O José Paulo Sousa começou por explicar a origem desta iniciativa da Biblioteca-Museu, que procurou cobrir os três teatros de operações, com destaque para obras aparecidas nos últimos dez anos… Uma das questões que o intriga é a aparente ausência de obras sobre a experiência da guerra colonial em Moçambique… Esta iniciativa surgiu depois do aparecimento de um artigo do Público com referência a quatro livros recentes, dos quais de malta do nosso blogue, o António Graça de Abreu e o Mário Beja Santos… De seguida, apresentou o conferencista…
Para o António Graça de Abreu, a geração da guerra colonial, agora na casa dos 60/70 anos, tem finalmente tempo para pensar, arrumar as suas memórias, contá-las, quiçá escrevê-las… Em 1974/75, foi o silêncio… Imposto ? Auto-imposto ?
- Tive sorte em nascer em 1947… No signo no porco (shu, em chinês). É um bom signo...

_Registos de dados_.

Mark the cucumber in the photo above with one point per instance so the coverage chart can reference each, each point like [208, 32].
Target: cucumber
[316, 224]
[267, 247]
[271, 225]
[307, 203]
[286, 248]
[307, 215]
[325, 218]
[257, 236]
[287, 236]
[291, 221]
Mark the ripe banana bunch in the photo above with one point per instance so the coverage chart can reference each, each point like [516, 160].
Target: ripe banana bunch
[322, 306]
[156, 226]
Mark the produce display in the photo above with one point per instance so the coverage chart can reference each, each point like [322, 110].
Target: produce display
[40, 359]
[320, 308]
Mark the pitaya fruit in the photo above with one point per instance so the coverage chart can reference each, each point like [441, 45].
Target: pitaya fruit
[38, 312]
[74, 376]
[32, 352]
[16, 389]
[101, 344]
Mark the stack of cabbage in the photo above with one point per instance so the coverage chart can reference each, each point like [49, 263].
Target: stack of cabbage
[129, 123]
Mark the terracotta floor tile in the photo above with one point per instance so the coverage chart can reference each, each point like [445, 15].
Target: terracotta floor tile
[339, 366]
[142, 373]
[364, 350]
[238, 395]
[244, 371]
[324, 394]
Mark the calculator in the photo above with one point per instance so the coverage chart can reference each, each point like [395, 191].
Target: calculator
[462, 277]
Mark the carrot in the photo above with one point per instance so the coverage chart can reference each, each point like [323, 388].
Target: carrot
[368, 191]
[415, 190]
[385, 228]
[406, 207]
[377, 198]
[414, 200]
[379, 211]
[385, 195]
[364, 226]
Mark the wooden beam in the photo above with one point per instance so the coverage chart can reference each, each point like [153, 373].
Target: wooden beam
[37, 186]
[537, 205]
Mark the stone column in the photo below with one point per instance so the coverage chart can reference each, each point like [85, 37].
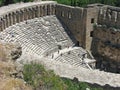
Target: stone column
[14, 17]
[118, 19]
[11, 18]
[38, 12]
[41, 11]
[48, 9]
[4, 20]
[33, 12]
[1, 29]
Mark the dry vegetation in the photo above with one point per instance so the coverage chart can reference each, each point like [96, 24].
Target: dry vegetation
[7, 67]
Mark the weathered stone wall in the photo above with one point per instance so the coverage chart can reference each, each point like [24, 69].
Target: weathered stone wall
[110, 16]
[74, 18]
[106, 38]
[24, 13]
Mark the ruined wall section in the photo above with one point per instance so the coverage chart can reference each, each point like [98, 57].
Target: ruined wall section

_Tarefas_.
(A) Reescreva em forma de lista o parágrafo do excerto que começa por "Para o António Graça de Abreu", mantendo os factos principais.
(B) Prossiga o excerto sobre a iniciativa da Biblioteca-Museu dedicada à guerra colonial, a partir da última frase apresentada.
Os registos não têm relação com o excerto.

_Respostas por tarefa_.
(A)
- Segundo António Graça de Abreu, a geração da guerra colonial está hoje na casa dos 60/70 anos.
- Essa geração tem finalmente tempo para pensar, arrumar as memórias, contá-las e talvez escrevê-las.
- Em 1974/75 houve silêncio, e fica a dúvida sobre se foi imposto ou auto-imposto.

(B)
Leu depois uma parte da introdução do seu livro:
"Quiseram os acasos, a sorte e o destino que a minha passagem pelos tempos finais do conflito militar se desdobrasse por três cenários de operações bem diferenciados, a região norte, em Canchungo (Teixeira Pinto), o centro, em Mansoa, e finalmente uma permanência de quase onze meses, na zona sul, em Cufar"…
Explicou-nos depois que, não tendo sido propriamente um operacional, o facto de estar integrado num Comando de Agrupamento Operacional (CAOP 1), como alferes miliciano, e de contactar todos os dias com homens e lugares onde ocorriam acções militares, permitiu-lhe “diluir-[se] no quotidiano da guerra, vivê-lo por dentro, ser testemunha e actor de um drama real que se desenrolava diante de nós, camaradas de armas e de desdita”.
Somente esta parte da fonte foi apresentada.